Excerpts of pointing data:

^^^^^^^^

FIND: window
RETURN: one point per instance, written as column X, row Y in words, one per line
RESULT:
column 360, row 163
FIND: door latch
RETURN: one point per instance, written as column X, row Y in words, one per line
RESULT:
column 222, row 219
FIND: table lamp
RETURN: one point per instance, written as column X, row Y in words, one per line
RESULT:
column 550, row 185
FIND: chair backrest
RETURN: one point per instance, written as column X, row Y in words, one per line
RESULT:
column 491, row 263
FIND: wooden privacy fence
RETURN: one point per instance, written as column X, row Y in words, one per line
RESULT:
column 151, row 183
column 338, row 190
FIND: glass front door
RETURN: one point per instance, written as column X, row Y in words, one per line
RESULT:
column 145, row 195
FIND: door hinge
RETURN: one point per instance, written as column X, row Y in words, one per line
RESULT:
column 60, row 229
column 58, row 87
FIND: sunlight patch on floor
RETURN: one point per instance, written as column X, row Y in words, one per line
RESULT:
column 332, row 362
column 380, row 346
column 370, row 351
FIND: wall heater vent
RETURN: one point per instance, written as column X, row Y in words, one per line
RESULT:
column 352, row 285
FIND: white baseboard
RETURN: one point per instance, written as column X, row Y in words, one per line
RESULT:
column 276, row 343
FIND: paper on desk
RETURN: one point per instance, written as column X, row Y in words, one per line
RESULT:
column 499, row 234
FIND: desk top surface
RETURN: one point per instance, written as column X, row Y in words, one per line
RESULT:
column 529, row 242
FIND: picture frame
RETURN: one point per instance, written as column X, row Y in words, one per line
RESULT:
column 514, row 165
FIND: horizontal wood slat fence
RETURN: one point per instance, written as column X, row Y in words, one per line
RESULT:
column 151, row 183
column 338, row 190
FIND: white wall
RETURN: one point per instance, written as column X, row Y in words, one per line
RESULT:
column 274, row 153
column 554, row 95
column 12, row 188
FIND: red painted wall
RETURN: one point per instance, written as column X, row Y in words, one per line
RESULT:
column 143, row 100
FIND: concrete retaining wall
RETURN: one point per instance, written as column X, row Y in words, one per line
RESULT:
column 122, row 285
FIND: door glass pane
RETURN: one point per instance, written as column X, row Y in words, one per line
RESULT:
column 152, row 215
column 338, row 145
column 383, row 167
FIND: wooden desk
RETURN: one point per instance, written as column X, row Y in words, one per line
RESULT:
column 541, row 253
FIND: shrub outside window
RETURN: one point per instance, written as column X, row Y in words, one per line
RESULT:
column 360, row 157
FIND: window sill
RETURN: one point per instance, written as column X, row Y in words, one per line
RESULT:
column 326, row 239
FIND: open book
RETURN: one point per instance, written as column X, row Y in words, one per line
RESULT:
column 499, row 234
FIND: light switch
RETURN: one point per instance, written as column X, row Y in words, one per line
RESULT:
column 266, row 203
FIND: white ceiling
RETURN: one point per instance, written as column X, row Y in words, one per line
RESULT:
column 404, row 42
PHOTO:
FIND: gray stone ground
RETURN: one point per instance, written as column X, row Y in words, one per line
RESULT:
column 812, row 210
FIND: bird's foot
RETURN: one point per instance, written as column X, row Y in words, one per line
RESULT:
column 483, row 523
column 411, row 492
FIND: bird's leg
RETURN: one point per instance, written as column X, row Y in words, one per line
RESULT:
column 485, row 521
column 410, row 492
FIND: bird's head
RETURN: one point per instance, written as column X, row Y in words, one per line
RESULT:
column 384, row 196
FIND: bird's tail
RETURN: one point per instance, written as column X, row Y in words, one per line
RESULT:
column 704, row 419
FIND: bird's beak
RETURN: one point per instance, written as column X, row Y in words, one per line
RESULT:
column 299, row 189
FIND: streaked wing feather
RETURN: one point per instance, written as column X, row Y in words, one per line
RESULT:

^^^^^^^^

GIVEN REQUEST:
Render every line of the rows above as a numbered list, omitting any blank lines.

THE RESULT:
1. FIND: window
2. RETURN: one point per instance, written as column X, row Y in words, one per line
3. RESULT:
4. column 360, row 163
5. FIND: door latch
6. RETURN: one point per instance, written as column X, row Y in words, one per line
7. RESULT:
8. column 222, row 219
9. FIND: table lamp
10. RETURN: one point per instance, written as column X, row Y in words, one per line
11. RESULT:
12. column 550, row 185
13. FIND: chair backrest
14. RETURN: one point per instance, written as column X, row Y in words, one per line
15. RESULT:
16. column 491, row 263
17. FIND: wooden privacy fence
18. RETURN: one point per instance, written as column X, row Y in words, one per line
19. RESULT:
20. column 151, row 183
21. column 338, row 190
22. FIND: glass front door
23. RETURN: one point per instance, written as column X, row Y in words, one per line
24. RESULT:
25. column 145, row 195
26. FIND: door hinge
27. RETURN: one point per instance, written as column X, row Y in words, one per line
28. RESULT:
29. column 60, row 229
30. column 58, row 87
31. FIND: sunlight patch on floor
32. RETURN: one point per instance, written as column X, row Y in words, one per line
33. RESULT:
34. column 332, row 362
35. column 380, row 346
36. column 370, row 351
37. FIND: wall heater vent
38. RETURN: one point per instance, written as column X, row Y in words, one per line
39. RESULT:
40. column 352, row 285
41. FIND: white baseboard
42. RETURN: one point per instance, written as column X, row Y in words, one per line
43. RESULT:
44. column 276, row 343
45. FIND: paper on desk
46. RETURN: one point per instance, written as column X, row Y in words, one per line
47. RESULT:
48. column 499, row 234
49. FIND: desk top surface
50. RETURN: one point per instance, written as column X, row Y in words, one per line
51. RESULT:
52. column 529, row 242
53. FIND: picture frame
54. RETURN: one point per instance, written as column X, row Y in words, one per line
55. RESULT:
56. column 514, row 165
57. FIND: horizontal wood slat fence
58. RETURN: one point per instance, written as column X, row Y in words, one per line
59. RESULT:
60. column 151, row 183
61. column 338, row 190
62. FIND: white wall
63. RETURN: one point per instance, written as column X, row Y in words, one per line
64. RESULT:
65. column 274, row 153
66. column 554, row 95
67. column 12, row 188
68. FIND: red painted wall
69. RETURN: one point per instance, written as column X, row Y in words, one per line
70. RESULT:
71. column 143, row 100
72. FIND: concrete retaining wall
73. RETURN: one point per instance, written as column X, row Y in words, one per line
74. RESULT:
75. column 122, row 285
76. FIND: door glass pane
77. RETURN: one point per instance, written as column X, row Y in words, one per line
78. RESULT:
79. column 152, row 215
80. column 338, row 145
81. column 383, row 167
82. FIND: wooden desk
83. RETURN: one point per instance, written as column X, row Y in words, one per line
84. RESULT:
85. column 541, row 253
86. FIND: shrub outside window
87. RETURN: one point per instance, written as column X, row Y in words, one per line
88. RESULT:
89. column 360, row 157
90. FIND: window sill
91. RETURN: one point per instance, written as column X, row Y in words, one per line
92. RESULT:
93. column 326, row 239
94. FIND: open book
95. RETURN: one point per instance, written as column X, row Y in words, one per line
96. RESULT:
97. column 499, row 234
98. FIND: light switch
99. RETURN: one point per instance, written as column X, row Y in words, one per line
100. RESULT:
101. column 266, row 203
102. FIND: white ceiling
103. RETURN: one point per instance, written as column X, row Y in words, one per line
104. RESULT:
105. column 404, row 42
106. PHOTO:
107. FIND: gray stone ground
108. RETURN: one point per instance, written as column X, row Y in words, one per line
109. RESULT:
110. column 812, row 210
111. FIND: bird's foot
112. RETURN: one point per instance, written as column X, row Y in words, one per line
113. RESULT:
114. column 483, row 523
115. column 411, row 492
116. FIND: bird's leg
117. RETURN: one point per instance, written as column X, row Y in words, one per line
118. RESULT:
119. column 485, row 521
120. column 410, row 492
121. FIND: bird's head
122. RETURN: one point per instance, written as column X, row Y in words, one per line
123. RESULT:
124. column 384, row 196
125. FIND: bird's tail
126. RETURN: one point per instance, written as column X, row Y in words, one per line
127. RESULT:
128. column 704, row 419
129. FIND: bird's beak
130. RETURN: one point per instance, written as column X, row Y in words, one per line
131. RESULT:
132. column 299, row 189
133. FIND: streaked wing feather
134. RETURN: one point per instance, written as column X, row Y in words, one per line
135. RESULT:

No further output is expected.